• **Consigne 1**:
Exprimez en CSV à deux colonnes, enonce et reponse, les lignes de données depuis leur début jusqu'à celle contenant « x=585, y=394 » incluse. Chaque énoncé occupe une ligne avec sa réponse, chacun dans un champ entre guillemets, et les sauts de ligne sont remplacés par des espaces.

En octobre 2024 la mission de préparation annonce souhaiter « lutter contre le mésusage de l’IA », en « s’appuyant sur un consensus scientifique robuste », notamment pour « lutter contre la manipulation de l’information, notamment sur les réseaux sociaux. »
Elon Musk est pourtant annoncé comme l’une des stars de l’évènement qu’Emmanuel Macron souhaite utiliser pour redorer son blason, après ses échecs budgétaires, économiques et politiques, et ses deux défaites électorales consécutives.
Le loup est invité à cuisiner le chaperon rouge !
Nous devons, au nom de la décence et de la protection des libertés publiques, interpeller la présidence française, encore une fois.
Le nouveau ministre américain en charge de « la simplification administrative » a toujours été soigné par le président de la République Française, pensant ainsi attirer l’une des sociétés du magnat de la technologie, Tesla, dans notre pays.
Musk a choisi l’Allemagne, mais le président français Macron continue sa danse du paon.
Nous sommes persuadés que la France, par son histoire, son universalisme, les contributions essentielles de ses chercheurs et ses philosophes sur les concepts clés de l’IA, doit être le moteur en Europe des réflexions sur son déploiement, sa régulation : il s’agit d’un enjeu politique crucial, un enjeu de souveraineté, un enjeu vital pour garantir notre indépendance.
Ce que nous refusons avec force, c’est que soit à nouveau déroulé le tapis rouge pour Elon Musk et ses alliés libertariens ! Celui qui est aujourd’hui l’homme le plus riche du monde n’est pas seulement le premier allié de Donald Trump : il est devenu un acteur politique toxique, ennemi de toutes les lois limitant son pouvoir absolu, et chantre d’un libertarianisme aussi débridé qu’irrationnel, soutenant les néofascismes européens.
Après avoir déboursé 270 millions de dollars et mis son réseau x et son logiciel d’intelligence artificielle Grok au service de Donald Trump pendant la campagne électorale américaine, il a submergé l’espace médiatique de fausses informations.
Depuis le scrutin de novembre 2024, Elon Musk a insulté publiquement le Chancelier allemand et fait ouvertement campagne pour l’AfD, un parti d’extrême-droite allemand, dont les dirigeants assument leurs inspirations néo-nazies.

• **Éléments du jeu de données**:
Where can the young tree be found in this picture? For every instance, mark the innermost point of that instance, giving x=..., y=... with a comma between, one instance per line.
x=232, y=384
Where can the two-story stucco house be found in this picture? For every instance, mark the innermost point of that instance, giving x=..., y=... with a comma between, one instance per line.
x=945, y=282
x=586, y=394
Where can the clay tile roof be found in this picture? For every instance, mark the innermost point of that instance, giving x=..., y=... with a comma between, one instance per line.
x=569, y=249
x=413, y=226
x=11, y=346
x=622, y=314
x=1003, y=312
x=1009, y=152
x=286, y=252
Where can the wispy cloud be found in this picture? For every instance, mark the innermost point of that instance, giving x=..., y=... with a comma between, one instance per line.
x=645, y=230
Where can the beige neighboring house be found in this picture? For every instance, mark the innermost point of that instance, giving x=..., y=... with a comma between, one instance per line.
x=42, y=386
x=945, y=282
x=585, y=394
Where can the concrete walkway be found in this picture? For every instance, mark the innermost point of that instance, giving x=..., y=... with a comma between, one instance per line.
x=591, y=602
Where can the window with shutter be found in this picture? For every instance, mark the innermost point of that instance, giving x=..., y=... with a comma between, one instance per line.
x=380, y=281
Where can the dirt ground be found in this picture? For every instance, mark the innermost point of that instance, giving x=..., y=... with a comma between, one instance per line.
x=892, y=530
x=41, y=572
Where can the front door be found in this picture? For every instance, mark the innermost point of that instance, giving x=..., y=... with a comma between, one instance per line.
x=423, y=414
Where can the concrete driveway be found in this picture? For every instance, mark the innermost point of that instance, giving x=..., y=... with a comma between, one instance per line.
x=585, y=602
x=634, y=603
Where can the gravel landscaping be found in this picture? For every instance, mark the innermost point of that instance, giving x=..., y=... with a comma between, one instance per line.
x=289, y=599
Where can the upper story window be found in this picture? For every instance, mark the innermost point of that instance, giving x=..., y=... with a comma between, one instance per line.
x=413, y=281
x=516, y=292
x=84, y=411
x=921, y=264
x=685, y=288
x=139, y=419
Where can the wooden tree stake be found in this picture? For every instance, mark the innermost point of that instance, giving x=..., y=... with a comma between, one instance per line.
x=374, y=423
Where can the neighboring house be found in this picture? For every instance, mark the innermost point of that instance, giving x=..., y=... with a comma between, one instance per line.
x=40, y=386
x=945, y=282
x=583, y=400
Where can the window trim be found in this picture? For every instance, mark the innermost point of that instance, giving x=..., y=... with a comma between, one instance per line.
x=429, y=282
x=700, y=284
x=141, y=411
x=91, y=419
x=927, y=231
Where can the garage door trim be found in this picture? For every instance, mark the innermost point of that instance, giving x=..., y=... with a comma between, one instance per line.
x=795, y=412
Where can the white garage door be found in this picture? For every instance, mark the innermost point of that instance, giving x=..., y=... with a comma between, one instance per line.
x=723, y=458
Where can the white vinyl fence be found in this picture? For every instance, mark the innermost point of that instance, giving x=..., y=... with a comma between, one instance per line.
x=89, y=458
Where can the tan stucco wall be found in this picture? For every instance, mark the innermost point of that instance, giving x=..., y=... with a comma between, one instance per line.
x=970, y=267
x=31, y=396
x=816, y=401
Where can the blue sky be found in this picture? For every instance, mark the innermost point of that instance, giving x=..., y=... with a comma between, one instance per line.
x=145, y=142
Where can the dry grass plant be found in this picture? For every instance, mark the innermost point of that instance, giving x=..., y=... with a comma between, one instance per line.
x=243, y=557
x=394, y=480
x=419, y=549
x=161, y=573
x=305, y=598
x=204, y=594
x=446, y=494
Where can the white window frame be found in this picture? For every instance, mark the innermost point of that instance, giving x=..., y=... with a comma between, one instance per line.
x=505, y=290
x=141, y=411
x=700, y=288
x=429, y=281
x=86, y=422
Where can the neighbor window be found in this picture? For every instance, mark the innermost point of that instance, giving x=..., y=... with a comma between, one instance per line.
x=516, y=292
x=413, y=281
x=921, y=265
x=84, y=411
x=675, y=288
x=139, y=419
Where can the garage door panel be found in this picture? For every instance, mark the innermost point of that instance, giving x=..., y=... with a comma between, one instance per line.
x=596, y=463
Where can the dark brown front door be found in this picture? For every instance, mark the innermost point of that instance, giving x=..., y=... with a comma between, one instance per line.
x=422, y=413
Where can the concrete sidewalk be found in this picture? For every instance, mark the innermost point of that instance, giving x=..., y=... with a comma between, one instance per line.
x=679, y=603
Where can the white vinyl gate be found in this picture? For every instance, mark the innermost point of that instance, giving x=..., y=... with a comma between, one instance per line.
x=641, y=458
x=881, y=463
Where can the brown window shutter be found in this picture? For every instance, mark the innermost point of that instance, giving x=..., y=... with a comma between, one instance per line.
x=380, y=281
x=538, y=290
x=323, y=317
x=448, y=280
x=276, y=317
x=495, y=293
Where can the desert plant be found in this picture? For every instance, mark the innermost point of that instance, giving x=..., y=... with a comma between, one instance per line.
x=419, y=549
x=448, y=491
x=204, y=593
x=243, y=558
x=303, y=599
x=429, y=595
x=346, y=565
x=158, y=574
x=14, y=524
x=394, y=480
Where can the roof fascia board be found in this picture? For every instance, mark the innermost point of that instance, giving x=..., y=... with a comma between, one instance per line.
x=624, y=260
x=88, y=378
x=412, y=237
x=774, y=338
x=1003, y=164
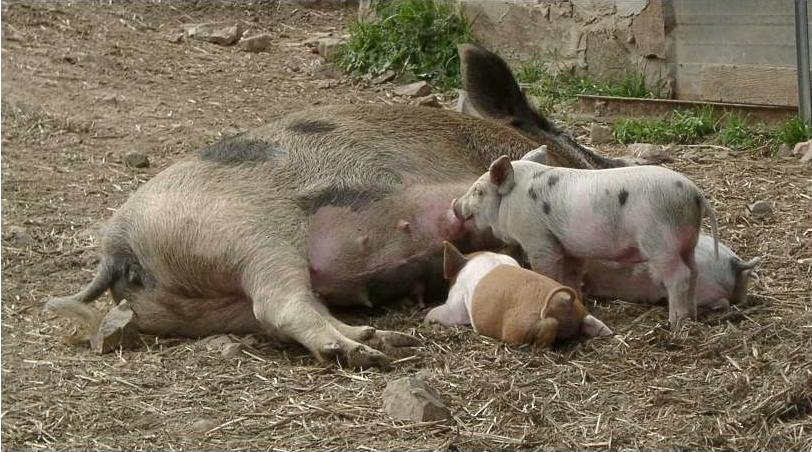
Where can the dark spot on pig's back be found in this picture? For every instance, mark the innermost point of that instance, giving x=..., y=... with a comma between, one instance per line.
x=239, y=150
x=623, y=196
x=552, y=180
x=312, y=126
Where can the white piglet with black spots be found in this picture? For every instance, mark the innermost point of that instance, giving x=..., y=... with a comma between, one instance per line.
x=563, y=218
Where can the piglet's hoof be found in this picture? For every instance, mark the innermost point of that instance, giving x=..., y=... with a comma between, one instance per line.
x=392, y=342
x=354, y=355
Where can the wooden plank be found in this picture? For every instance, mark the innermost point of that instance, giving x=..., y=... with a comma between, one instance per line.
x=749, y=84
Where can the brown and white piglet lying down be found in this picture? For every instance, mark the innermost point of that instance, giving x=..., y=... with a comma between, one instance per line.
x=720, y=281
x=502, y=300
x=563, y=218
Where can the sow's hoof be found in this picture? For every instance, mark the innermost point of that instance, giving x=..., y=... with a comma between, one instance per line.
x=392, y=342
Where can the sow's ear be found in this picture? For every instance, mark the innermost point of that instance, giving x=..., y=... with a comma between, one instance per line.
x=501, y=172
x=453, y=260
x=538, y=155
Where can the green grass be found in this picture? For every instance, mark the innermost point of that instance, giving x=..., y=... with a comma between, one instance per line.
x=551, y=90
x=793, y=131
x=702, y=125
x=417, y=39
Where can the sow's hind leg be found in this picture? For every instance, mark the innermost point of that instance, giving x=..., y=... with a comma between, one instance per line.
x=278, y=283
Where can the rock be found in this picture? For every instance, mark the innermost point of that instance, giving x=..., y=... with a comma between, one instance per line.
x=387, y=76
x=328, y=46
x=802, y=148
x=257, y=43
x=428, y=101
x=224, y=34
x=600, y=133
x=409, y=398
x=645, y=150
x=17, y=236
x=136, y=160
x=785, y=151
x=117, y=329
x=760, y=209
x=225, y=344
x=203, y=425
x=416, y=89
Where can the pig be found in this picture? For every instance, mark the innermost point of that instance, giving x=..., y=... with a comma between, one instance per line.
x=220, y=242
x=565, y=217
x=720, y=281
x=502, y=300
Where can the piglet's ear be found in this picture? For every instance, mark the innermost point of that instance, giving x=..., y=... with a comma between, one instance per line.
x=501, y=172
x=453, y=260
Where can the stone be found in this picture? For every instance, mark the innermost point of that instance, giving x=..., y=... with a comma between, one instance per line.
x=117, y=329
x=760, y=209
x=785, y=151
x=136, y=160
x=224, y=34
x=231, y=350
x=428, y=101
x=257, y=43
x=223, y=343
x=176, y=38
x=203, y=425
x=387, y=76
x=600, y=133
x=801, y=148
x=807, y=157
x=645, y=150
x=416, y=89
x=328, y=46
x=410, y=399
x=17, y=236
x=465, y=106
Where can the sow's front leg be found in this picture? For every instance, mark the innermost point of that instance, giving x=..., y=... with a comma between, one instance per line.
x=279, y=284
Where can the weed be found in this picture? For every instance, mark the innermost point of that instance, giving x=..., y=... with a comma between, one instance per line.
x=417, y=39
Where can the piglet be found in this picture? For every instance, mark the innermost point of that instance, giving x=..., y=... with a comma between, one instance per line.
x=502, y=300
x=719, y=283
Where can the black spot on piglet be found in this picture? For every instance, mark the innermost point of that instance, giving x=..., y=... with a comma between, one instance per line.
x=623, y=196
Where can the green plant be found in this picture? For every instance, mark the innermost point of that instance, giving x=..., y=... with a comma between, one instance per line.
x=793, y=131
x=681, y=127
x=417, y=39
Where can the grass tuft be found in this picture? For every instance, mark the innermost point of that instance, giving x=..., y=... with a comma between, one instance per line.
x=417, y=39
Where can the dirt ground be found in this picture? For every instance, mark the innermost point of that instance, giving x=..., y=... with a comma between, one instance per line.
x=85, y=83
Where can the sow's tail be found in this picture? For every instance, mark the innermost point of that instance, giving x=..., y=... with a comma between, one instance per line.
x=76, y=306
x=493, y=93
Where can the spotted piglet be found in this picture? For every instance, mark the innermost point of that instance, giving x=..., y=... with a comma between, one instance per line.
x=501, y=300
x=564, y=217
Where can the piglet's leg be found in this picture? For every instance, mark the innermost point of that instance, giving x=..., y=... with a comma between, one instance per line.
x=547, y=257
x=678, y=275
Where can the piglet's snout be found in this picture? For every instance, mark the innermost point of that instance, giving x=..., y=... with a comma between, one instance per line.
x=456, y=211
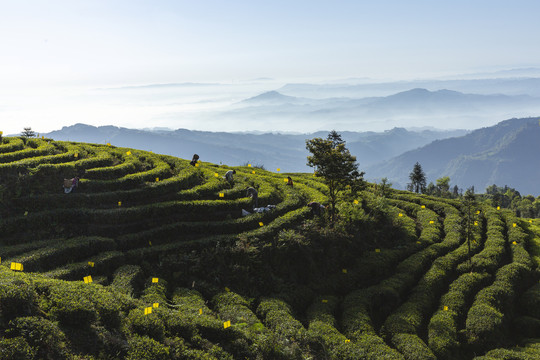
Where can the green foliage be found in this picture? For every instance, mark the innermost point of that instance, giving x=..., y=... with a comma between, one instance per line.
x=15, y=349
x=335, y=164
x=390, y=279
x=145, y=348
x=46, y=339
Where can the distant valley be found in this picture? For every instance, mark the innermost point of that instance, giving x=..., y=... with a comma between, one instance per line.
x=273, y=150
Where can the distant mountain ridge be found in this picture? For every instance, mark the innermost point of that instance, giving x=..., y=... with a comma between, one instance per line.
x=505, y=154
x=284, y=151
x=414, y=107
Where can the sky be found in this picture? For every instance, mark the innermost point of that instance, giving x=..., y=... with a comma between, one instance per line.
x=52, y=52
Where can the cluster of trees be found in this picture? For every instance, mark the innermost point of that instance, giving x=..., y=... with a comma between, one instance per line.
x=507, y=197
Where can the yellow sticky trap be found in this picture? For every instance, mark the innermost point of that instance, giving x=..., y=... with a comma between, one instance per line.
x=16, y=266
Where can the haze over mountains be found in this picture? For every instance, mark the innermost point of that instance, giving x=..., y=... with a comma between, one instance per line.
x=415, y=107
x=505, y=154
x=284, y=151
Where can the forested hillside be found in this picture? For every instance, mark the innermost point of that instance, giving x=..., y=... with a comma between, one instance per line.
x=151, y=258
x=504, y=154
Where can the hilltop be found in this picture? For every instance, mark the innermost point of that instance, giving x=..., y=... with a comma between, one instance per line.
x=151, y=258
x=273, y=150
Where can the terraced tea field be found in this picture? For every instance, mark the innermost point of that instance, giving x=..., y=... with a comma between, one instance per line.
x=150, y=258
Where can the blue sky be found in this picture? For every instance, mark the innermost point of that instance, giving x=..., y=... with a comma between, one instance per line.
x=50, y=50
x=116, y=42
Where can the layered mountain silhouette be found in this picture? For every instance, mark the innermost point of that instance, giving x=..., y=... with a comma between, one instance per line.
x=284, y=151
x=414, y=107
x=505, y=154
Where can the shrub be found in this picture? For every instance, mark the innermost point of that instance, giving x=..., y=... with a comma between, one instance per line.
x=15, y=349
x=145, y=348
x=17, y=298
x=45, y=337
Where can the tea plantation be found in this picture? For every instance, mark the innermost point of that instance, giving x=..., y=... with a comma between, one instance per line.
x=151, y=258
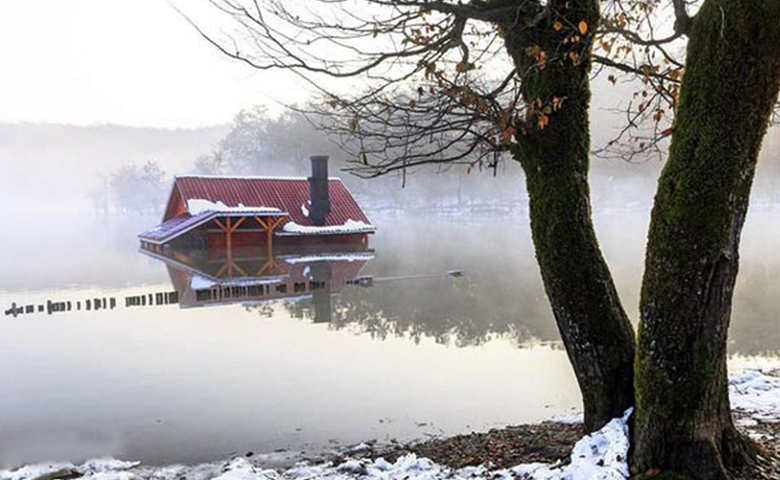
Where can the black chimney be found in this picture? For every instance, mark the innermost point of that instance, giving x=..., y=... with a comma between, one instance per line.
x=318, y=189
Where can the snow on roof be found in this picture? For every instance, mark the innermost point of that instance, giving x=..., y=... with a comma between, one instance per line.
x=350, y=226
x=199, y=205
x=286, y=194
x=331, y=257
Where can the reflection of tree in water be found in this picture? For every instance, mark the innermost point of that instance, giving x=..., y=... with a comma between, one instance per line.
x=460, y=312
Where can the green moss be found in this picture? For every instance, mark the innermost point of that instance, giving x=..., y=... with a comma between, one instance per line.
x=728, y=92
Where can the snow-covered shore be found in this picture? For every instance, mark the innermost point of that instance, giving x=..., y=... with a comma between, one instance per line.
x=600, y=456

• **Consigne 2**:
Énumérez toutes les personnes désignées par leur nom dans l'extrait sur Elon Musk et l'IA.

• **Réponse attendue 1**:
enonce,reponse
"Where can the young tree be found in this picture? For every instance, mark the innermost point of that instance, giving x=..., y=... with a comma between, one instance per line.","x=232, y=384"
"Where can the two-story stucco house be found in this picture? For every instance, mark the innermost point of that instance, giving x=..., y=... with a comma between, one instance per line.","x=945, y=282 x=586, y=394"
"Where can the clay tile roof be found in this picture? For every instance, mark the innermost point of that instance, giving x=..., y=... with a comma between, one instance per line.","x=569, y=249 x=413, y=226 x=11, y=346 x=622, y=314 x=1003, y=312 x=1009, y=152 x=286, y=252"
"Where can the wispy cloud be found in this picture? For every instance, mark the innermost point of that instance, giving x=..., y=... with a comma between, one instance per line.","x=645, y=230"
"Where can the beige neighboring house be found in this picture? For every instance, mark the innermost point of that instance, giving x=..., y=... with a comma between, one instance per line.","x=42, y=386 x=945, y=282 x=585, y=394"

• **Réponse attendue 2**:
Elon Musk, Emmanuel Macron, Donald Trump